━━━ TEXTAUSZUG ━━━

Michael Tomasello, Psychologe, Primatenforscher und Kodirektor am Max-Planck-Institut für Evolutionäre Anthropologie in Leipzig, macht dafür eine kleine, aber besonders wirksame artspezifische Anpassung des Menschen dafür verantwortlich: die Fähigkeit, sich mit Artgenossen zu identifizieren und sie als Akteure mit eigenen Wünschen und Überzeugungen, Ängsten und Absichten zu verstehen.

Nichtmenschliche Primaten, so Tomasello, leben in einer Welt von Folgebeziehungen: Passiert das eine, geschieht auch bald das andere. Doch sie sehen dahinter keine verborgenen Kräfte am Werk: keine Kausalität bei Gegenständen, keinen Geist bei ihren Artgenossen. Und weil sie diese Kräfte nicht kennen, können sie auch nichts unternehmen, um sie zu beeinflussen. So versuchen Affen nicht – wie es schon menschliche Säuglinge fertig bringen –, die Aufmerksamkeit von Artgenossen auf etwas zu lenken. Sie zeigen nicht auf interessante Gegenstände, führen ihresgleichen nicht an diese heran. Und entgegen einer weit verbreiteten Meinung unterrichten sie auch ihren Nachwuchs nicht. Wenn Makakenkinder dabei sitzen, wenn ihre Mütter Kartoffeln waschen, lernen sie etwas darüber, wie man mit diesem speziellen Gemüse umgehen kann. Die Beweggründe der Mutter erfassen sie dabei aber keineswegs.

Die Fähigkeit, das Verhalten der Artgenossen durch deren Wünsche und Überzeugungen zu erklären, übertrugen die Menschen auf unbelebte Gegenstände und erwarben so einen Begriff von Kausalität. Dafür sprechen nach Tomasello animistische Naturerklärungen ebenso wie Studien über die Körperbezogenheit unserer Sprache und unserer Metaphern. Die Kenntnis von Kausalität und Intentionalität ermöglichten, was Tomasello den Wagenhebereffekt nennt: Menschen können Handlungen nicht nur imitieren; sie können sie modifizieren und verbessert an die nächste Generation weitergeben. Dies ist die Grundlage von Kultur und damit derjenigen Errungenschaft, die es den Menschen erlaubte sich in nur 250000 Jahren kognitiv meilenweit von den anderen Primaten zu entfernen.

━━━ ANGEZEIGTE DATEN ━━━

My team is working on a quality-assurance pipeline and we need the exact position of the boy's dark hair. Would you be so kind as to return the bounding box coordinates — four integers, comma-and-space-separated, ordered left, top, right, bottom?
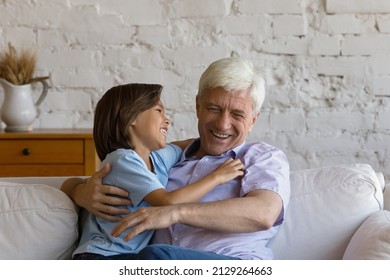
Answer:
93, 84, 163, 160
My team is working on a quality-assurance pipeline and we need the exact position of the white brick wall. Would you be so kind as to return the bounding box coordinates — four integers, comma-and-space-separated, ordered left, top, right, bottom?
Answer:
0, 0, 390, 179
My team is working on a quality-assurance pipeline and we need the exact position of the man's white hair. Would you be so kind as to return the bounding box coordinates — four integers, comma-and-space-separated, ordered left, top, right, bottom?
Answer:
198, 57, 265, 114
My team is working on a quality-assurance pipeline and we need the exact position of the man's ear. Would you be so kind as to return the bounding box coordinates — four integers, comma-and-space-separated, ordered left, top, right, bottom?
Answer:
249, 113, 260, 131
195, 95, 200, 117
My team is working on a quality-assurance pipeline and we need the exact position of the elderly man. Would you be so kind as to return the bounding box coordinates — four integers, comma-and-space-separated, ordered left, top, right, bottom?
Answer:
62, 58, 290, 260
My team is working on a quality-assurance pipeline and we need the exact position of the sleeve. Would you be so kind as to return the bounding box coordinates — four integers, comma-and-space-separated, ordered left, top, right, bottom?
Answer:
241, 146, 290, 225
103, 151, 164, 205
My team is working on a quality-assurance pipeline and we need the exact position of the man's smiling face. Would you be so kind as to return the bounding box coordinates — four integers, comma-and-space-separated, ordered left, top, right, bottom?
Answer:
196, 87, 257, 156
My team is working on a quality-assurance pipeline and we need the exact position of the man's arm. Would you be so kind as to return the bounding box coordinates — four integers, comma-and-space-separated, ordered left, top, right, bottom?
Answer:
112, 190, 282, 241
61, 165, 131, 222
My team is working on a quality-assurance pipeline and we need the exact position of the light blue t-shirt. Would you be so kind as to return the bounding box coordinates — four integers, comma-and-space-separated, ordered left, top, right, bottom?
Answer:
73, 144, 182, 256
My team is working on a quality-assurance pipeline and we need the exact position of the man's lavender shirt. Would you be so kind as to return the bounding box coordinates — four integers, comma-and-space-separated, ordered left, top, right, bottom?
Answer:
153, 139, 290, 259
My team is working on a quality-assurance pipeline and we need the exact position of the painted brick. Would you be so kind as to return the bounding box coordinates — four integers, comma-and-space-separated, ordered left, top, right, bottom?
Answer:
323, 14, 376, 34
273, 15, 307, 37
238, 0, 302, 14
326, 0, 390, 14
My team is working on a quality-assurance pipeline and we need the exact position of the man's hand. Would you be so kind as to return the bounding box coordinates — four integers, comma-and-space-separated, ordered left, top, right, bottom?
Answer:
111, 204, 180, 241
61, 164, 131, 222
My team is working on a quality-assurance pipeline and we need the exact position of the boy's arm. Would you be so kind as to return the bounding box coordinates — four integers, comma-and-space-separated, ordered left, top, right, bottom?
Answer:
61, 165, 131, 221
144, 158, 244, 206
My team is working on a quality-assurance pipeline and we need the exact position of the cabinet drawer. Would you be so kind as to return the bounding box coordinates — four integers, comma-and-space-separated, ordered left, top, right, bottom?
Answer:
0, 164, 85, 177
0, 139, 84, 164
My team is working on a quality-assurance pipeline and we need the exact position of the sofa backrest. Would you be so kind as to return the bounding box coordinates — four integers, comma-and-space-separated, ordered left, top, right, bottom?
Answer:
270, 164, 384, 260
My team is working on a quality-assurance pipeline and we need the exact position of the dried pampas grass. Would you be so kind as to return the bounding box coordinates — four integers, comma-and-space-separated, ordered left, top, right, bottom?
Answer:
0, 43, 48, 85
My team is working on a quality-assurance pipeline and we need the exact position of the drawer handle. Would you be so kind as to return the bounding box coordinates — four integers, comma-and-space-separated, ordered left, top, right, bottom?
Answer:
22, 148, 31, 156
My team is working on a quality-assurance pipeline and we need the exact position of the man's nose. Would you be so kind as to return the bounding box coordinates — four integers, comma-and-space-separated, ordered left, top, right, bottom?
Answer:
215, 112, 231, 131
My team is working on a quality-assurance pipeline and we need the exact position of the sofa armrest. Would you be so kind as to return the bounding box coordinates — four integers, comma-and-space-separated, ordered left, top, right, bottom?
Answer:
343, 210, 390, 260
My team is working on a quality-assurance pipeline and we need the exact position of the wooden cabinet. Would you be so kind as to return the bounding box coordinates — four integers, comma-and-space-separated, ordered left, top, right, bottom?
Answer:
0, 129, 99, 177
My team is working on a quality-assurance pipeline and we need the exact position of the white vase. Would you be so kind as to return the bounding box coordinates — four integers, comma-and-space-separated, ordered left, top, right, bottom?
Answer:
0, 78, 49, 132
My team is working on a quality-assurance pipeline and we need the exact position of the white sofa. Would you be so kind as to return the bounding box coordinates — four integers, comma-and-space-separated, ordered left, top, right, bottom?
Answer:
0, 164, 390, 260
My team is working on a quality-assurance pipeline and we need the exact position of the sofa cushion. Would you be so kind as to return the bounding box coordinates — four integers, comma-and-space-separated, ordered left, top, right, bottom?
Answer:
0, 182, 78, 260
270, 164, 383, 260
343, 210, 390, 260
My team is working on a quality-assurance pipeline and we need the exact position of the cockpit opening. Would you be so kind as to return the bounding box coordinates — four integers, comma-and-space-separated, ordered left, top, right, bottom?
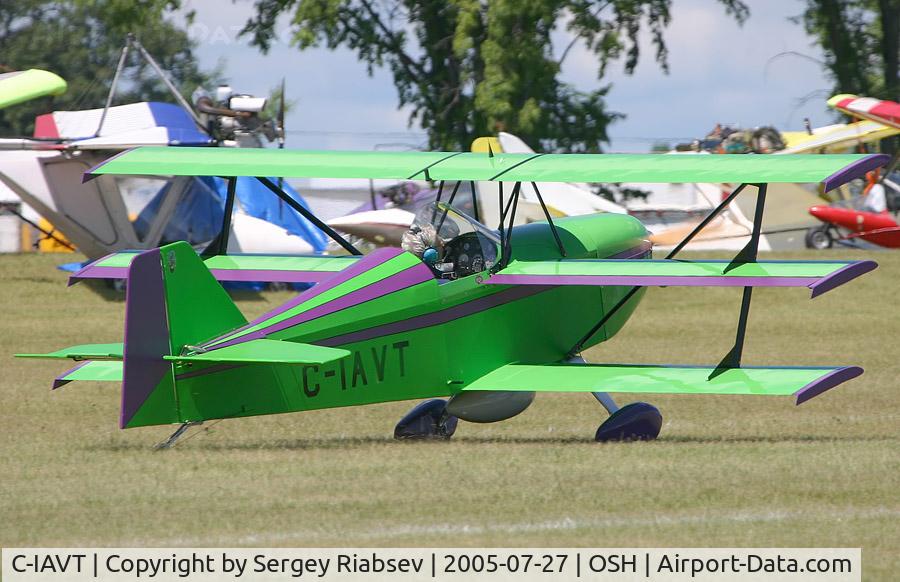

━━━

DIE AUFGABEN>
- a) Schreib aus dem Textauszug alles von „Die Fähigkeit, das“ bis hinunter zu „Primaten zu entfernen.“ ab.
- b) Was können Menschen laut dem Textauszug in ihren Artgenossen erkennen, wenn sie diese als Akteure verstehen? Nenn alles, was dort aufgezählt wird.
- c) Was bezeichnet Tomasello im Textauszug als Wagenhebereffekt?
Die Zeilen kommen aus einer anderen Quelle als der Textauszug.

DIE LÖSUNGEN>
- a)
Die Fähigkeit, das Verhalten der Artgenossen durch deren Wünsche und Überzeugungen zu erklären, übertrugen die Menschen auf unbelebte Gegenstände und erwarben so einen Begriff von Kausalität. Dafür sprechen nach Tomasello animistische Naturerklärungen ebenso wie Studien über die Körperbezogenheit unserer Sprache und unserer Metaphern. Die Kenntnis von Kausalität und Intentionalität ermöglichten, was Tomasello den Wagenhebereffekt nennt: Menschen können Handlungen nicht nur imitieren; sie können sie modifizieren und verbessert an die nächste Generation weitergeben. Dies ist die Grundlage von Kultur und damit derjenigen Errungenschaft, die es den Menschen erlaubte sich in nur 250000 Jahren kognitiv meilenweit von den anderen Primaten zu entfernen.

- b) Eigene Wünsche, Überzeugungen, Ängste und Absichten

- c) Dass Menschen Handlungen nicht nur nachahmen, sondern sie verändern und verbessert an die nächste Generation weitergeben können.